For example: C10k problem - Wikipedia
That explains my personal bug-bear: why so many async libraries effectively tie me to tokio as an executor. It's so bad that my first criteria when looking for a dependency is "is tokio in the deps list"? If I end up with no options then I seriously consider "write it myself" vs tie myself to tokio.
It's a shame: when creating a binary tokio has a wonderful executor for more serious tasks. But if I'm creating a lib (even one for my own binary) I DO NOT want to colour my functions by executor. I'd consider this colouring much more problematic than the async/sync function colouring people usually complain about.
To any lib developers out there: please use futures-rs (& related crates) for your fundamentals, they work on any executor without hassle. Let your upstream decide which executor to use.
Most recently an app to monitor network traffic and
Most recently, an app to monitor network traffic. "Essential" - well, I'm sure I could manage the whole thing with separate threads but async actually makes this case easier.
The default answer to that is C10K. In fact, if you search around you can find quite a few posts from proponents of async who argue "If you're not running into C10K, then don't use async.".
While there's some truth to that, I think it's more nuanced -- I think it depends on how one likes to structure one's code. I think there are arguments for async for non-C10K applications as well.
I want to preface the rest of this post by saying that I'm a huge proponent of not forcing async on everyone -- I think one ought to strive to support both async and non-async versions, if it's feasible. I definitely understand the frustration of those who do not want to use async who keep running into crates that do something they need, but only in async. I personally put quite a bit of effort into supporting both non-async and async in my own crates. And while I'm going to make the argument for async in this post, in my daily life as a developer I'm far less tied to async than this post will make it seem. But I'm going to do something wild and crazy: I'm going to make an argument for async without C10K.
====================
## Task list
1. In the forum thread on async Rust, what should library developers use for their fundamentals?
2. Translate this sentence from the forum thread on async Rust into Spanish: "I think there are arguments for async for non-C10K applications as well."
3. Write the next part of the forum thread on async Rust, beginning right after its final sentence.
====================
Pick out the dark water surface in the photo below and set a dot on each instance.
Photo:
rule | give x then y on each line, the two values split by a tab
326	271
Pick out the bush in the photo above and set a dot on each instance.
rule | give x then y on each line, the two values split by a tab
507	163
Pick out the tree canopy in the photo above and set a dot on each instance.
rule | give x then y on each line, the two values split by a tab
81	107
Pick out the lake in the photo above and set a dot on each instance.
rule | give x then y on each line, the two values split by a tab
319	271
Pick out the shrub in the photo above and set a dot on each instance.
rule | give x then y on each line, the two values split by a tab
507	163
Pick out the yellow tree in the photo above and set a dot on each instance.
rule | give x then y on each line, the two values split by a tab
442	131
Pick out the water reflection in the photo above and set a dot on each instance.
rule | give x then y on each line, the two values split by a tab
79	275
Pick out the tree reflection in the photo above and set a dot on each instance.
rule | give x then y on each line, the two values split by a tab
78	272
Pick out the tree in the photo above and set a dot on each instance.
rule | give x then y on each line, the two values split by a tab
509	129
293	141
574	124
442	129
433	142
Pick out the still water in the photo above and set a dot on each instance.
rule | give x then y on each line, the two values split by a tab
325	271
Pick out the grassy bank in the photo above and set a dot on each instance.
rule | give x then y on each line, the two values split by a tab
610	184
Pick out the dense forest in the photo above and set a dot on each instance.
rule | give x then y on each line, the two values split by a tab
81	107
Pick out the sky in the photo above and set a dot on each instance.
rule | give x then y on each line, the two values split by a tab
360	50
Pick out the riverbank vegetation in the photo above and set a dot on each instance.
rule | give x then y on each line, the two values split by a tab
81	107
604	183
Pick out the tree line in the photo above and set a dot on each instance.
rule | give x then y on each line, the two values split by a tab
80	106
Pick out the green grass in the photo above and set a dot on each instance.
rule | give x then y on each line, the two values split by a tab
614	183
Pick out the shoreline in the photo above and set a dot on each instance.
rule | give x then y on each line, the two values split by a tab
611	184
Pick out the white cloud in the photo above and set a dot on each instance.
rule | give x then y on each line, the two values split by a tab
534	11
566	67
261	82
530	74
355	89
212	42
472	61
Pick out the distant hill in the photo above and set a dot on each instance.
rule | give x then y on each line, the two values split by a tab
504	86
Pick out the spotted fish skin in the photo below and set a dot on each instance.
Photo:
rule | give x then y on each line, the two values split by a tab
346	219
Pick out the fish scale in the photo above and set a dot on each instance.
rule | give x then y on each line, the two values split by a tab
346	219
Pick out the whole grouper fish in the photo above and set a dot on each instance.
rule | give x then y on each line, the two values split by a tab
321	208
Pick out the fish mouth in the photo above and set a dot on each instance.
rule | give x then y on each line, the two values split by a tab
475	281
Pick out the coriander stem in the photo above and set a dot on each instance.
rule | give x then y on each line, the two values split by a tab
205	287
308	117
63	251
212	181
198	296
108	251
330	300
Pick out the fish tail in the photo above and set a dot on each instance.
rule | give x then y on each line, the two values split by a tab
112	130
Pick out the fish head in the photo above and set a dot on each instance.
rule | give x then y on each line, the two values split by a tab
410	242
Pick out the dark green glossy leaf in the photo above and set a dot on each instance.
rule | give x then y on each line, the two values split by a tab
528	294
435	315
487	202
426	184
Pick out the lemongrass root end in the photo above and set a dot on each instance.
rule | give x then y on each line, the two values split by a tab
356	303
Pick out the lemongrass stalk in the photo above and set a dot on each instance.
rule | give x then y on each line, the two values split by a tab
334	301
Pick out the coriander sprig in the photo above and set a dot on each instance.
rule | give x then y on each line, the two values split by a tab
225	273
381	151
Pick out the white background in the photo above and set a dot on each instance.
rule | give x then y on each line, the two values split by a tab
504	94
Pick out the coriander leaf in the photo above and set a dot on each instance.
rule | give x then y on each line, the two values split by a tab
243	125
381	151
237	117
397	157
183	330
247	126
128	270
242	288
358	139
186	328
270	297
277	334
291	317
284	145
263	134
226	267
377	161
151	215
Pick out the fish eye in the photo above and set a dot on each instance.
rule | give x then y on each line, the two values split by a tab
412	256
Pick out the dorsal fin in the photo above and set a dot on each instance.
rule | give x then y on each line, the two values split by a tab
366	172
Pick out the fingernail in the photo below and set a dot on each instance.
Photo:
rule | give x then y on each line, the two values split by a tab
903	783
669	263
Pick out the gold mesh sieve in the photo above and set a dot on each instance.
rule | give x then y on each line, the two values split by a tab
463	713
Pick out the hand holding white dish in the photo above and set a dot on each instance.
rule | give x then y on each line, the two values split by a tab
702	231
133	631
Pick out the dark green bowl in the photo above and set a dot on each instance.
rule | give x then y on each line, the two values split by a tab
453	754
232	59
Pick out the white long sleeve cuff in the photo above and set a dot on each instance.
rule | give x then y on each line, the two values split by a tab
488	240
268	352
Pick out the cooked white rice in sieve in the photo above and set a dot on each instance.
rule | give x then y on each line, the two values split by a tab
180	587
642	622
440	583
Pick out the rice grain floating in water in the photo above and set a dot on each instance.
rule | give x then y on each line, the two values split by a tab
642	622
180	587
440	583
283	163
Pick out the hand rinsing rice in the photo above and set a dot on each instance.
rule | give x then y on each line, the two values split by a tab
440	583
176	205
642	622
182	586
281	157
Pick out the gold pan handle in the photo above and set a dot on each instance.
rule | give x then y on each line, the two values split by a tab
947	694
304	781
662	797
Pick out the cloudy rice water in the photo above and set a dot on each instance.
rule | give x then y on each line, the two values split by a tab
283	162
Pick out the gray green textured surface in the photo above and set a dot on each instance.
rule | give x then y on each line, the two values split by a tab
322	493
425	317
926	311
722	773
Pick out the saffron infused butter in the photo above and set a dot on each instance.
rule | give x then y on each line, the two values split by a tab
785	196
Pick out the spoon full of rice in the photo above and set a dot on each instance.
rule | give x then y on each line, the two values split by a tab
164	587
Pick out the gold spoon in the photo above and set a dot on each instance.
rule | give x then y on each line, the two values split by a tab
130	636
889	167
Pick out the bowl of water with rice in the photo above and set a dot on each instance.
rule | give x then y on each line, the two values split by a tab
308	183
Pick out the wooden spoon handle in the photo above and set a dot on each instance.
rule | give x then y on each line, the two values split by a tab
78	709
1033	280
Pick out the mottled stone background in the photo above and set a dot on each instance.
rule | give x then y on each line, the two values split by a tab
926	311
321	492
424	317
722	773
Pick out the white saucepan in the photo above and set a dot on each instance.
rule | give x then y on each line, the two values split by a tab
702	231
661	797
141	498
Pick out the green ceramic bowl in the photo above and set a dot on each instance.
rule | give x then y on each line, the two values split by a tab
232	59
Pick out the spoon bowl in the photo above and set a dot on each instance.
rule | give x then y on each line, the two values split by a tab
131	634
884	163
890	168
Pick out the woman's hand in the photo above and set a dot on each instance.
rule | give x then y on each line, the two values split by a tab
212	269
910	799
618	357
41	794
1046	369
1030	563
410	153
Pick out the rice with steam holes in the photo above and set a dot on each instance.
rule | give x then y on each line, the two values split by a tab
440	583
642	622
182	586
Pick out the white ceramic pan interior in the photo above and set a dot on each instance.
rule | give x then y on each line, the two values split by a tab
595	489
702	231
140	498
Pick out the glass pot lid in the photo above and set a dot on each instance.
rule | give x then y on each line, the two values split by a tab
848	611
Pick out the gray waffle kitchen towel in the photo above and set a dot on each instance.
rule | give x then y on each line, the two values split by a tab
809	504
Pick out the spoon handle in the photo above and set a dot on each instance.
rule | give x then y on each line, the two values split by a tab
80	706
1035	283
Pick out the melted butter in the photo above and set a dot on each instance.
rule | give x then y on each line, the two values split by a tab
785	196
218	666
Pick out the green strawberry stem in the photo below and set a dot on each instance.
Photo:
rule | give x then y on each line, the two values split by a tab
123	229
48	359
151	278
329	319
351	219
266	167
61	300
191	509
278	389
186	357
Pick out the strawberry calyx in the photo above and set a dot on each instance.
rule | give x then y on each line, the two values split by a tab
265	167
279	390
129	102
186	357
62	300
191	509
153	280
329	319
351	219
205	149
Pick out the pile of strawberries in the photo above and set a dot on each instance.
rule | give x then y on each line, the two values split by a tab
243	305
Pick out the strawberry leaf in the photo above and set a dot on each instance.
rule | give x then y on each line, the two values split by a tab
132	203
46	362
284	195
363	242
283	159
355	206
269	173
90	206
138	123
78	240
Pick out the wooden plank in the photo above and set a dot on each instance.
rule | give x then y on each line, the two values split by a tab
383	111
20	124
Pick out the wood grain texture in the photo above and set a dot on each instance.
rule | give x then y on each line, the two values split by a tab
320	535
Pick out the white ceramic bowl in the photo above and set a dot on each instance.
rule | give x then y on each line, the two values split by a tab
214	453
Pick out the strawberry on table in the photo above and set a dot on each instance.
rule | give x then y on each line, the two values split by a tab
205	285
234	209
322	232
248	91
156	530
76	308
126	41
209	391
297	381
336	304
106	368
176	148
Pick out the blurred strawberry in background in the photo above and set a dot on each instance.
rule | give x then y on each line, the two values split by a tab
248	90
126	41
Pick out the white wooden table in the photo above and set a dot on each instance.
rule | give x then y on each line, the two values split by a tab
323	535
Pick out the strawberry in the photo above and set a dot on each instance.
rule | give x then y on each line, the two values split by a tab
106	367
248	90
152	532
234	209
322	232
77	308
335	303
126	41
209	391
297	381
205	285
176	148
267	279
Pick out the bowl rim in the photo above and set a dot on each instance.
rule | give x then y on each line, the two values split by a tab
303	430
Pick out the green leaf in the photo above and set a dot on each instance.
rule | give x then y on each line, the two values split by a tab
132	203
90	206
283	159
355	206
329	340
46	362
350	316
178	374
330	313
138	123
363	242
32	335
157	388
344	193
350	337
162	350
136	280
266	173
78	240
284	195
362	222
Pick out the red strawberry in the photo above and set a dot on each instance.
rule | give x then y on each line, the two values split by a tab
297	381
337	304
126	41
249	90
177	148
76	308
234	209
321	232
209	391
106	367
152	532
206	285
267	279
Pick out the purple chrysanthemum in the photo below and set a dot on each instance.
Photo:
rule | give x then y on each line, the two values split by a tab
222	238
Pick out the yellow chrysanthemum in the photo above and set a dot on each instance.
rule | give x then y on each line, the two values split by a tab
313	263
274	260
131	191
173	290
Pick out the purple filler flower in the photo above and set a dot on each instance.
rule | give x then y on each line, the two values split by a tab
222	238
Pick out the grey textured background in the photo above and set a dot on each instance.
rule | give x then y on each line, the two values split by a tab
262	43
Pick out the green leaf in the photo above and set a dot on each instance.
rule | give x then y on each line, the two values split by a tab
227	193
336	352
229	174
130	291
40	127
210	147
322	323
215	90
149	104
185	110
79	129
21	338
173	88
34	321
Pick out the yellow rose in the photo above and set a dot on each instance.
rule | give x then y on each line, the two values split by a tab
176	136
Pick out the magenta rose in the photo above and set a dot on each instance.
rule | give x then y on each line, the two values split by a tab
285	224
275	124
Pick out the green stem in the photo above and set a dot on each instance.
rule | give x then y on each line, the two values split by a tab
====================
## Task answers
1. futures-rs and related crates.

2. Creo que también hay argumentos a favor de async para aplicaciones que no son C10K.

3.
To me, the greatest hero of async is select!{} (which, ironically, isn't an inherit async property -- this is something that, afaict, third party runtimes came up with). Unfortunately, select!{} easily causes potential footguns. But hey, heroes need flaws to be interesting, right?
I used to use libevent a lot, and I loved it apart from that it just supported the event types that it was hard-wired to support. I often wished that I could add arbitrary event types to its event loop. And that's basically what async (+ runtime) does -- it gives you an event loop with arbitrary (read: application/library defineable) event types.
This is the sort of thing where I think async excels:
loop {
select! {
cmd = rx_svc.recv() => {
// Received a command from the service subsystem
match cmd {
Cmd::Terminate => break Quit,
_ => { }
}
}
frm = frmio.next() => {
// Received a frame from the client
process_client_frame(frm);
}
_ = timeout.wait() => {
// Timed out
break Idle;
}
}
}
Arbitrary event types and select!{} allow you to time out on "blocking" operations that do not support timeouts. In fact, you can support a single timeout on multiple non-timeout-supporting "blocking" operations. If you're in the habit of wanting to do these things a lot, async can be very helpful, in particular if you want to insert a bunch of other event types.
The point isn't that this can't be done without async -- it most certainly can, the point is that either you end up with something more limited (like with libevent, it doesn't support arbitrary event types), or you end up basically reinventing Futures and runtimes -- and at some point you might as well just use async.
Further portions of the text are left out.